Balbian
De naam van Joos Balbian heeft in de annalen van de alchemie maar een bescheiden plaats. Hij leefde van 1543 tot 1616, heeft geen ontdekkingen op zijn naam gebracht, geen theorie gelanceerd, geen school gevormd. Hij was in de beste zin van dit woord een liefhebber. Zijn Latijnse grafschrift in de Goudse Sint-Janskerk noemt hem een philochymus, wat vertaald kan worden als ‘een vriend van de alchemie’. Gedurende een groot deel van zijn leven heeft hij allerlei alchemistische literatuur - bijna tweehonderd tractaten, gedichten en recepten - verzameld en gekopieerd in een omvangrijk handschrift, dat zich thans in de British Library bevindt. Een klein deel van deze teksten heeft hij in 1599 in Leiden laten drukken.
Joos Balbians loopbaan als arts en alchemist doet in de verte denken aan die van Zénon, de held van Marguerite Yourcenars grote roman L'Oeuvre au noir. De Balbians waren afkomstig uit Piëmont, als emigranten in de Nederlanden hielden zij zich bezig met de geldhandel. Joos' vader exploiteerde een bank van lening in Aalst. Hij was vermogend genoeg om twee van zijn zonen in het buitenland te laten studeren. Joos studeerde rechten en medicijnen, achtereenvolgens in Heidelberg en in Orléans, universiteiten die in deze periode als protestants golden. Hij promoveerde in de medicijnen. Na zijn huwelijk met een Gentse bankiersdochter, evenals hij van Italiaanse afkomst, vestigde hij zich in Gent. Toen in 1577 de Calvinisten de macht in de stad hadden overgenomen, diende Joos het opstandige bewind als kapitein van een compagnie infanteristen. In 1584 dwong Farnese de stad tot overgave; Joos werd gevangen gezet, maar kon zich met een aanzienlijk losgeld vrijkopen. Hij week uit naar het Noorden, woonde aanvankelijk in Delft, waar hij begon met het samenstellen van zijn handschrift, en verhuisde enige jaren later naar Gouda. Daar praktiseerde hij als arts, ondertussen zijn alchemistische tekstenverzameling voortdurend uitbreidend. In 1615 - hij was toen al over de zeventig - benoemde het stadsbestuur hem tot stadsmedicus. Hij overleed een jaar later.
Afb. 2 Het epitaaf in de Goudse Sint-Jan, dat het stadsbestuur in 1621 heeft laten aanbrengen. De tekst luidt: ‘Acht de dagen elk afzonderlijk als aparte levens. Van Joos Balbian, Vlaming uit Aalst, chemieliefhebber, en van zijn erven. Hij gisteren, ik vandaag, gij morgen. Gestorven in 1616’.
Uit: H. van Dolder-de Wit, De St.-Janskerk te Gouda. Mensen en monumenten in een oude stadskerk (Gouda 1993) 70.

## Te maken opdrachten
• 1. Leg in één tot drie zinnen uit waarom de vader van Joos Balbian twee van zijn zonen in het buitenland kon laten studeren, zoals de tekst over Joos Balbian dat verklaart.
• 2. Geef uit de tekst over Joos Balbian het stuk terug tussen "Afb. 2 Het epitaaf" en "Gestorven in 1616’.", beide inbegrepen.
• 3. In welk jaar benoemde het stadsbestuur volgens de tekst over Joos Balbian hem tot stadsmedicus?
Gebruik voor de opdrachten alleen de tekst over Joos Balbian.

## Inhoud van dataset
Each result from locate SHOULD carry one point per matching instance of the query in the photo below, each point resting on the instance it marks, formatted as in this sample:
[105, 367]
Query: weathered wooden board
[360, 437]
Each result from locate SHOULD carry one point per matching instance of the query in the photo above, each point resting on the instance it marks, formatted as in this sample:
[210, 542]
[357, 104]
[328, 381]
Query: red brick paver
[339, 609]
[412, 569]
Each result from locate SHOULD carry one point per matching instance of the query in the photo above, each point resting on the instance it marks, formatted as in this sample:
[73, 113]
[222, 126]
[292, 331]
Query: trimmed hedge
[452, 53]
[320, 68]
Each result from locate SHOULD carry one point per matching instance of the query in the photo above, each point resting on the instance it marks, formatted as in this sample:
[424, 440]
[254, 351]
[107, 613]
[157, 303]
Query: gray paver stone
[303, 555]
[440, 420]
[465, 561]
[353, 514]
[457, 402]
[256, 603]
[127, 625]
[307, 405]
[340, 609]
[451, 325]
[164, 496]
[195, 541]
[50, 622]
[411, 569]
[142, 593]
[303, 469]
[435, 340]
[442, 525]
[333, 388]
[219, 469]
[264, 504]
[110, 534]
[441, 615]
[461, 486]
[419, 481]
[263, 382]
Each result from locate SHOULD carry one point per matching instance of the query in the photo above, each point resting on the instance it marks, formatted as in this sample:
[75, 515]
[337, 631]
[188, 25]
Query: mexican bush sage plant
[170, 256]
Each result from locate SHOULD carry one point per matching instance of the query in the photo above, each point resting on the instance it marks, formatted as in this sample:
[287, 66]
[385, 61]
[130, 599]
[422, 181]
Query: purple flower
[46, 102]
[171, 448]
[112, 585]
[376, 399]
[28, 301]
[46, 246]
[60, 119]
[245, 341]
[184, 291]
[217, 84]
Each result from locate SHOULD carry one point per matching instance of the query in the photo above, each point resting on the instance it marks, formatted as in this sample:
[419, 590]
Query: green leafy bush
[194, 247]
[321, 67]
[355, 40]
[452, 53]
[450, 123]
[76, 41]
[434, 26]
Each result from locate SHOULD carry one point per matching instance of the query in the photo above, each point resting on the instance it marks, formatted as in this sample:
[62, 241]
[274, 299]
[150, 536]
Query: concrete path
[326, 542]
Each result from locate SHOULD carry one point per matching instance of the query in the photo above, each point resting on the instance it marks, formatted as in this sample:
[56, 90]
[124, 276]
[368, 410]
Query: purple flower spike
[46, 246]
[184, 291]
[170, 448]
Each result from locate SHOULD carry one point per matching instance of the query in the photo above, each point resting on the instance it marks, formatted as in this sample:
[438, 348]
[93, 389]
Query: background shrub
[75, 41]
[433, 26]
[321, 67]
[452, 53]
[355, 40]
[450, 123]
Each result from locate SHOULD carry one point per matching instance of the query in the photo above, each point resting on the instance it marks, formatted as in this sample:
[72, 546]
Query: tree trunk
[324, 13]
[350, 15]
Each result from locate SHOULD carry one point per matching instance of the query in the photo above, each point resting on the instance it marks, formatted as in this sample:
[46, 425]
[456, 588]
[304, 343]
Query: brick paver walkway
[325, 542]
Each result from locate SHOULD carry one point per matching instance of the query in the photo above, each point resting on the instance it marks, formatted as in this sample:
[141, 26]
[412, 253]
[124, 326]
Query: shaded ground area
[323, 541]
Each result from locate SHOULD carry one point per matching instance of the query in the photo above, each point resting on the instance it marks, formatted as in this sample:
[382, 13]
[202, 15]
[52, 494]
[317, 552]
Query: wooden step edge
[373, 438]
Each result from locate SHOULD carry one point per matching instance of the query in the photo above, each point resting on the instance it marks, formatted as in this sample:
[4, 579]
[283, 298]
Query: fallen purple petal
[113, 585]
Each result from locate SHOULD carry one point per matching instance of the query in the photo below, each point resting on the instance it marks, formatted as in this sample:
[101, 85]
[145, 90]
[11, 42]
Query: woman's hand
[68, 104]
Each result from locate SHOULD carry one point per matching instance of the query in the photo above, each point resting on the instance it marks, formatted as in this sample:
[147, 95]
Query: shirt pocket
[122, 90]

## Lijst met antwoorden
• 1. De vader, die in Aalst een bank van lening exploiteerde, was vermogend genoeg om twee van zijn zonen in het buitenland te laten studeren.

• 2.
Afb. 2 Het epitaaf in de Goudse Sint-Jan, dat het stadsbestuur in 1621 heeft laten aanbrengen. De tekst luidt: ‘Acht de dagen elk afzonderlijk als aparte levens. Van Joos Balbian, Vlaming uit Aalst, chemieliefhebber, en van zijn erven. Hij gisteren, ik vandaag, gij morgen. Gestorven in 1616’.

• 3. In 1615.